* **DIRECTIVES**
- A) In the article on J.D. McKissic and the Detroit Lions, how did the team acquire McKissic?
- B) Extend the article on J.D. McKissic's future with the Detroit Lions, picking up after its final sentence.

Running back was a bit of a mess for the Detroit Lions in 2019. Between injuries, sudden releases and a flurry of mid-season signings, the Lions struggled to find a winning combination of tailbacks to lead Detroit’s rushing attack.
But there was one constant in the lineup, and he wasn’t even part of the team’s offseason plans last year. J.D. McKissic was added right before the season began, and he was the only Lions running back to play all 16 games last year.
Now he potentially faces free agency, leaving the Lions with an interesting decision on their hands. Should they keep McKissic around for another year? Let’s take a closer look.
Previously in this series:
- Miles Killebrew (click here)
- Rashaan Melvin (click here)
- Jeff Driskel (click here)
- Tavon Wilson (click here)
- A’Shawn Robinson (click here)
- Sam Martin (click here)
- Mike Daniels (click here)
- Danny Amendola (click here)
- Graham Glasgow (click here)
- Kenny Wiggins (click here)
- Jermaine Kearse (click here)
- Don Muhlbach (click here)
Expectations before 2019
McKissic did not spend any of the offseason with the Detroit Lions. He was acquired via the waiver wire the day after roster cutdowns.
Although the connection with new offensive coordinator Darrell Bevell was obvious, it didn’t really seem like McKissic would have a very significant role after he was acquired. Detroit already had Kerryon Johnson, C.J. Anderson and rookie Ty Johnson to give the running game a pretty well-rounded look.

* **ROWS**
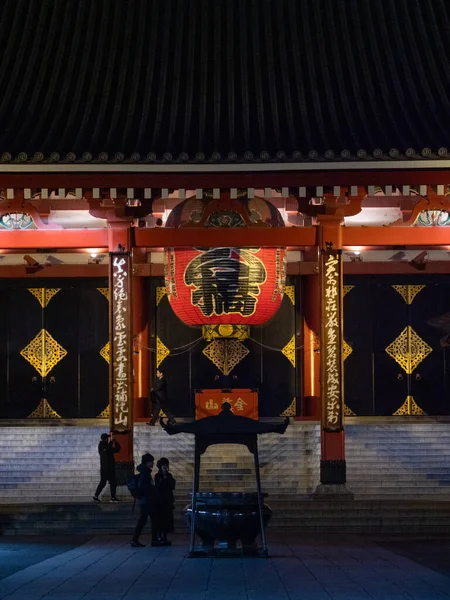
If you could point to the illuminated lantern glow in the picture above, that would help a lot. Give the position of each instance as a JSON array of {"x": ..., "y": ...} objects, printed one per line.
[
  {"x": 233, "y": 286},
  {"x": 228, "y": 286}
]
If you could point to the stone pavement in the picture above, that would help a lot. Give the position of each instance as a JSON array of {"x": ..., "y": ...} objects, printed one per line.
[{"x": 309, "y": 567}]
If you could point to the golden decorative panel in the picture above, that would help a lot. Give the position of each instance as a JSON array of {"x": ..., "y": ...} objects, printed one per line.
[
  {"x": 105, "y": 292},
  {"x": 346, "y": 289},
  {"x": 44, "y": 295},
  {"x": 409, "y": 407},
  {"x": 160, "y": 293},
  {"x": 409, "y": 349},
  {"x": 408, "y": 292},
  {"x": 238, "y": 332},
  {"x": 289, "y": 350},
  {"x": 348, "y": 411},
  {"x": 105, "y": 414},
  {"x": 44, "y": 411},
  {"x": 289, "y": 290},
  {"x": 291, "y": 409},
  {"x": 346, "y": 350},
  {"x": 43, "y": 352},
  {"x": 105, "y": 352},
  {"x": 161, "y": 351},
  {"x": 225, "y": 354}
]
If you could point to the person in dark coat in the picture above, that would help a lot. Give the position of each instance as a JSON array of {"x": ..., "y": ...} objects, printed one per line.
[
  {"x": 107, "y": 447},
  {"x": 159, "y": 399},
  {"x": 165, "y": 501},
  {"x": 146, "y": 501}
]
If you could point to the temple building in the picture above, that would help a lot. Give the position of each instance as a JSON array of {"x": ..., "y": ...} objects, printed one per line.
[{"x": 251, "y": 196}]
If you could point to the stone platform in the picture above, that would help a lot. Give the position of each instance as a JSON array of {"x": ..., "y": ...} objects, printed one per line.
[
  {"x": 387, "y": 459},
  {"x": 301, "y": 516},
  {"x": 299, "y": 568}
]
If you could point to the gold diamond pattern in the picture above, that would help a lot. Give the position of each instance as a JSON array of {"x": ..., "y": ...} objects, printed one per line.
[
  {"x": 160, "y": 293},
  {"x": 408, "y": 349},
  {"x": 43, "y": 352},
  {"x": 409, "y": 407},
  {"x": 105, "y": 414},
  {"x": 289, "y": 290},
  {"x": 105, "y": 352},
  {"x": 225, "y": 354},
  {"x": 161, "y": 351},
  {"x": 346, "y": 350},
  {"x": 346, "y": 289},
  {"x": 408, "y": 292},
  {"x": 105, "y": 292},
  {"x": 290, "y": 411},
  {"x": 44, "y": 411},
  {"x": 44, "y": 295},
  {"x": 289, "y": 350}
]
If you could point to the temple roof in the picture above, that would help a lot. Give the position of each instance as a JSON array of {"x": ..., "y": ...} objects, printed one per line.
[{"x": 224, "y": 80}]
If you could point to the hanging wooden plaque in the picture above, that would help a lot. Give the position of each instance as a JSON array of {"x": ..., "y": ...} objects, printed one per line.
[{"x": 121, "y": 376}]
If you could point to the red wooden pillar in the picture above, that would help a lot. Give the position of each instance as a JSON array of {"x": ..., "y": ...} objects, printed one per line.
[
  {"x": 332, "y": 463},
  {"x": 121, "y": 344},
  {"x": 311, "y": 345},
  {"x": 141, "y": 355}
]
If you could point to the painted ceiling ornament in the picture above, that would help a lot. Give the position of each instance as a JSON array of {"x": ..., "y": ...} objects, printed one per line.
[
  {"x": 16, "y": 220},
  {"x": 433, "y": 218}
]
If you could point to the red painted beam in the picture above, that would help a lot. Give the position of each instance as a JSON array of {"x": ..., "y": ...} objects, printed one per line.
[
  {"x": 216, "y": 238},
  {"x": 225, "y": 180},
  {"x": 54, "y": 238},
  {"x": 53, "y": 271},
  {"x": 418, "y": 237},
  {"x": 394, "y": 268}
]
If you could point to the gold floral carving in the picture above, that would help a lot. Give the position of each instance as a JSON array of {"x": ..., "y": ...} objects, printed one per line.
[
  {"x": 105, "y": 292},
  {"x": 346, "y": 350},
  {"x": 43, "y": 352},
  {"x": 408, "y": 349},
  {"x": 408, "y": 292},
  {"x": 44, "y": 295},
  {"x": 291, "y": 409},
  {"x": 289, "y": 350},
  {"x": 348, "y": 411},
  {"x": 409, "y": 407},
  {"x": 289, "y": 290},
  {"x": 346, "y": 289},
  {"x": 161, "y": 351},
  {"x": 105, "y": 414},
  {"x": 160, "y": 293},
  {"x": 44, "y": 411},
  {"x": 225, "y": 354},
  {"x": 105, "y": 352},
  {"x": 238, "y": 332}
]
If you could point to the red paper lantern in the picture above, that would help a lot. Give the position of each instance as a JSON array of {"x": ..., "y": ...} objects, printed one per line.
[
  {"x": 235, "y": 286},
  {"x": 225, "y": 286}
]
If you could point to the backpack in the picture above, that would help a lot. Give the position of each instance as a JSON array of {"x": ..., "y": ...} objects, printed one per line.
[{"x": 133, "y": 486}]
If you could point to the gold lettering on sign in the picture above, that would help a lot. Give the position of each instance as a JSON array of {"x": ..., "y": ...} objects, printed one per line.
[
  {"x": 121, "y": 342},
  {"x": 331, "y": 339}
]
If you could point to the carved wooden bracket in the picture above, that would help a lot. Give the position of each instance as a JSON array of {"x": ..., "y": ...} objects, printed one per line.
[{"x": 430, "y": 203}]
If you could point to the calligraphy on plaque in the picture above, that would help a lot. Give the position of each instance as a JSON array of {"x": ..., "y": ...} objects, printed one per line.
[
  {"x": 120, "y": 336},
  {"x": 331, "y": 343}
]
--
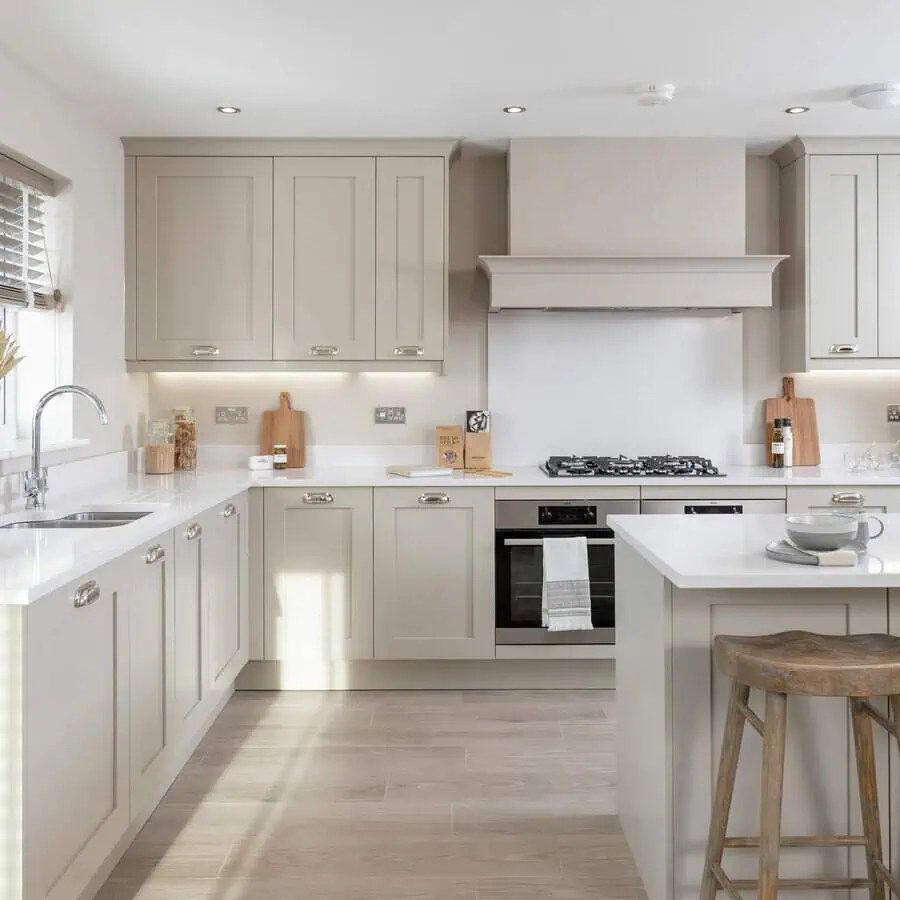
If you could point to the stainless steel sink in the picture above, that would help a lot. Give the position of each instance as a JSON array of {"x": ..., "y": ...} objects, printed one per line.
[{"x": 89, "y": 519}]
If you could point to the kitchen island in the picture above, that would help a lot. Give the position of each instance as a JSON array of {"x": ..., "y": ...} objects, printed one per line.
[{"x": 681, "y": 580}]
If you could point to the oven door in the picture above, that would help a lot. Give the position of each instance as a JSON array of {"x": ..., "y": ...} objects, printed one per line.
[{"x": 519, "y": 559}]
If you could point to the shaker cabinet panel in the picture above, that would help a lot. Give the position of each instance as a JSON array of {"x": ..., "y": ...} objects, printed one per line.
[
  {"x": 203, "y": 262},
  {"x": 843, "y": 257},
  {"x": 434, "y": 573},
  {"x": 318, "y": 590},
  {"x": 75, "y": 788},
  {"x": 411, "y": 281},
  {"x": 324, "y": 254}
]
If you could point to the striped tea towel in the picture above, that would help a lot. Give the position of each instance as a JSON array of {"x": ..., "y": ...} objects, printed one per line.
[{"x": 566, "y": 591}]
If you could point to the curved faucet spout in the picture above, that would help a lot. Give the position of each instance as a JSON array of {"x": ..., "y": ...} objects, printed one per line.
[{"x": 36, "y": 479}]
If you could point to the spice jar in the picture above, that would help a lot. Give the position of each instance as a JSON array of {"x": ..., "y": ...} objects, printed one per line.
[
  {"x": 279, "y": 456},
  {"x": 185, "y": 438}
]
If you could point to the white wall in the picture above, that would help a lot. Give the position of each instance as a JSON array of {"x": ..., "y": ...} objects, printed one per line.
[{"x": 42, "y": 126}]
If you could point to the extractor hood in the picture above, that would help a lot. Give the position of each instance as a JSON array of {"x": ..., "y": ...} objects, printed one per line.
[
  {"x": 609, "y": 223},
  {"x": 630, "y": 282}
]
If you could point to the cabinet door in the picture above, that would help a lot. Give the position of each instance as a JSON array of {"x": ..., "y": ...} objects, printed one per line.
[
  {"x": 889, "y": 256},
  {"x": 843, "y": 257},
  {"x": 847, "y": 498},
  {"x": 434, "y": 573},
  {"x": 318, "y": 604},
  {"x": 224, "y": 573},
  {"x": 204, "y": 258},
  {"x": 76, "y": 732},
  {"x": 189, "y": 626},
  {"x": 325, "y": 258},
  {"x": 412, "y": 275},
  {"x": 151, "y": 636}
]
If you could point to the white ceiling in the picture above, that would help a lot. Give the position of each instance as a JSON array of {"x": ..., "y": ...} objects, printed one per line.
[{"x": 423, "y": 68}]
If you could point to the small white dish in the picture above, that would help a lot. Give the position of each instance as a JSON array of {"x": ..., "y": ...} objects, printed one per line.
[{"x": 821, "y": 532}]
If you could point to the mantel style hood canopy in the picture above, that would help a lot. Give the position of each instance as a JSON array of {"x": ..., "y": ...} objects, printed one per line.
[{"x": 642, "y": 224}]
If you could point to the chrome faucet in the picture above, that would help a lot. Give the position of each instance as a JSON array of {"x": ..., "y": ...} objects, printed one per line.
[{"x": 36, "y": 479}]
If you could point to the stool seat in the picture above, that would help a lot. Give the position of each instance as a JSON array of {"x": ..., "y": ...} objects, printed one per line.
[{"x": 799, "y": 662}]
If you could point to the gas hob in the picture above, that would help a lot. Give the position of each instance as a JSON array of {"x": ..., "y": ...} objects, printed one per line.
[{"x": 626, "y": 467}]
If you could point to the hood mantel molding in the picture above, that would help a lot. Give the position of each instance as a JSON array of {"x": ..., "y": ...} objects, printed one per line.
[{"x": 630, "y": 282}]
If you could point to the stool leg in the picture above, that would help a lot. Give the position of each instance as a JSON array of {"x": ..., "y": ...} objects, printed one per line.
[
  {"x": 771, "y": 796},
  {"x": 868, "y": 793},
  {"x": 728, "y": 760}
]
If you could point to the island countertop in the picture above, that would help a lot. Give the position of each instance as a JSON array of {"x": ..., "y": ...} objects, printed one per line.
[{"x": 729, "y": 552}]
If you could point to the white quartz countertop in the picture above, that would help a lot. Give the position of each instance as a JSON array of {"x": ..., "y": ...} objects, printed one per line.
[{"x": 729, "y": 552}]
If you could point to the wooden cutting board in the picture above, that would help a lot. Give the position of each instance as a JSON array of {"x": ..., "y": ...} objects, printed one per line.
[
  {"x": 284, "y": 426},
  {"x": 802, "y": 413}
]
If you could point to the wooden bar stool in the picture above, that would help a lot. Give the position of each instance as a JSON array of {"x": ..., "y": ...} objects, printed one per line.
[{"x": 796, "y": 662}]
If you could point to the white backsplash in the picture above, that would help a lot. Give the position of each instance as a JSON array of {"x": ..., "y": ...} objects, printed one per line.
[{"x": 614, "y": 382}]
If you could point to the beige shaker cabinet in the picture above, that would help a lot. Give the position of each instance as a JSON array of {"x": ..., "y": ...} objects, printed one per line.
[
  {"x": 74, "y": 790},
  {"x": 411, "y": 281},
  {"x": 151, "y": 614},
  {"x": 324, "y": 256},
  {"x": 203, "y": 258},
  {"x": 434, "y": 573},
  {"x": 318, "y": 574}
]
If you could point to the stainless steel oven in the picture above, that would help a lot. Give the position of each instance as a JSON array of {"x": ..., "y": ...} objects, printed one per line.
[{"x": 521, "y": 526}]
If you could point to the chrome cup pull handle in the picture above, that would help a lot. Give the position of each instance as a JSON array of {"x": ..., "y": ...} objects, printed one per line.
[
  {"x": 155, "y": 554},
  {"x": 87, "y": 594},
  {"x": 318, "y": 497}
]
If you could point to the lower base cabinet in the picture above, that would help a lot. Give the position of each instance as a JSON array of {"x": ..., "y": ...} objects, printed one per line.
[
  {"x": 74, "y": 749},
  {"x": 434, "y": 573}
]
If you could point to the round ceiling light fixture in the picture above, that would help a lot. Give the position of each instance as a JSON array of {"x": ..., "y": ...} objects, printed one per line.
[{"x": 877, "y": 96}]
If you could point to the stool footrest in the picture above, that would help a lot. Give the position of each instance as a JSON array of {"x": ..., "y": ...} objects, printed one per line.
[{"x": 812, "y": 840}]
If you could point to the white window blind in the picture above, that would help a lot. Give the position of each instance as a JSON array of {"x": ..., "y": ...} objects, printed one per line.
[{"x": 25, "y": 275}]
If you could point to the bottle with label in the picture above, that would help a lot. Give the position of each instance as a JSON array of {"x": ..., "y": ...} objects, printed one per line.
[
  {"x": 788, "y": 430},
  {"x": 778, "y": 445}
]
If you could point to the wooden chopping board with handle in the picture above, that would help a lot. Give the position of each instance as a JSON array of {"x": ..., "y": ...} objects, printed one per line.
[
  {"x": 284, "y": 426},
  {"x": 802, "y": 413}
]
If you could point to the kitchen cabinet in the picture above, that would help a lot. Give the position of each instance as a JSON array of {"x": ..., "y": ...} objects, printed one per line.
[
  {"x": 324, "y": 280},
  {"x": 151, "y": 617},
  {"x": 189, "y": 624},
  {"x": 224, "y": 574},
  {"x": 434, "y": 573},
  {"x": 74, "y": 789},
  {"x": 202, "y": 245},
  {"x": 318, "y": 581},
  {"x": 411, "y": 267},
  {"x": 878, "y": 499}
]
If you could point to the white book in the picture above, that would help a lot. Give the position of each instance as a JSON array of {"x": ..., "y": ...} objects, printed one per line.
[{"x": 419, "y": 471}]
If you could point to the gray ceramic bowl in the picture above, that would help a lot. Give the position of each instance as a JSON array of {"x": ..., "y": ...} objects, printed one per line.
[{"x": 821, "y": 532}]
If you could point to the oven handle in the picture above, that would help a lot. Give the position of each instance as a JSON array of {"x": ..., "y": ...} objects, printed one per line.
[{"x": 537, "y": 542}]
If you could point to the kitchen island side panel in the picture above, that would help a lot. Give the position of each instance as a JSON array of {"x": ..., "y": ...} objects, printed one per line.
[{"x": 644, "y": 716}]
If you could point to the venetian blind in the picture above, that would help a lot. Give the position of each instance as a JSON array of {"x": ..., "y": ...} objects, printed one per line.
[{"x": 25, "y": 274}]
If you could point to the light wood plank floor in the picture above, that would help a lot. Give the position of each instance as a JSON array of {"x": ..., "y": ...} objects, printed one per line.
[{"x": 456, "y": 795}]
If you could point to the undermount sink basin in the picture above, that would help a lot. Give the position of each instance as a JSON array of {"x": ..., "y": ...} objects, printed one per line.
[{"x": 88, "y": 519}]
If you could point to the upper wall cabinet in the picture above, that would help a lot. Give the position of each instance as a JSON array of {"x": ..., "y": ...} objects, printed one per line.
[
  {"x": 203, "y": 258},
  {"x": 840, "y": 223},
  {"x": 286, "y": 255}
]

* **ANSWERS BELOW**
- A) He was claimed off the waiver wire the day after roster cutdowns.

- B)
Though grabbing McKissic could have certainly been a sign that they weren’t quite ready for fifth-round pick Ty Johnson to take a major role, not a ton was expected of the former Seahawks running back regardless.
Actual Role in 2019
2019 stats: 16 games played (3 starts): 38 carries, 205 yards (5.4 YPC), 34 catches, 233 yards, 1 TD
PFF Grade: 72.4 (32nd of 133)
McKissic, indeed, did get the nod over Johnson as the team’s third-string back. However, things were thrown for a loop in Week 3 when the Lions surprisingly cut C.J. Anderson from the team and acquired Paul Perkins from waivers. This, along with the injury to Kerryon Johnson, triggered a chain of roster moves regarding running backs. Perkins, Tra Carson, Wes Hills, and Bo Scarbrough went on and off the roster, but McKissic remained throughout.
As noted by our own Mansur Shaheen last week in his film review, McKissic displayed sound vision throughout the year, resulting in an impressive 5.4 yards per carry. Though his usage was sparse throughout the season—he had more than 10 touches in just one game in 2019—he seemed to make the most of it.
Lions fans were likely spoiled by Theo Riddick over the past few years, so McKissic’s impact may not have seemed as noticeable, especially in the passing game, but McKissic was a steady contributor in the Lions’ backfield.
What should the Lions do with him?
Contract Status: Restricted Free Agent
The case for re-signing:
Before we get into McKissic, here’s a reminder on how restricted free agency works. The Lions can place three different tenders on the young running back, each of which amounts to a one-year deal:
- First-round tender: $4.7 million (estimated by Over The Cap)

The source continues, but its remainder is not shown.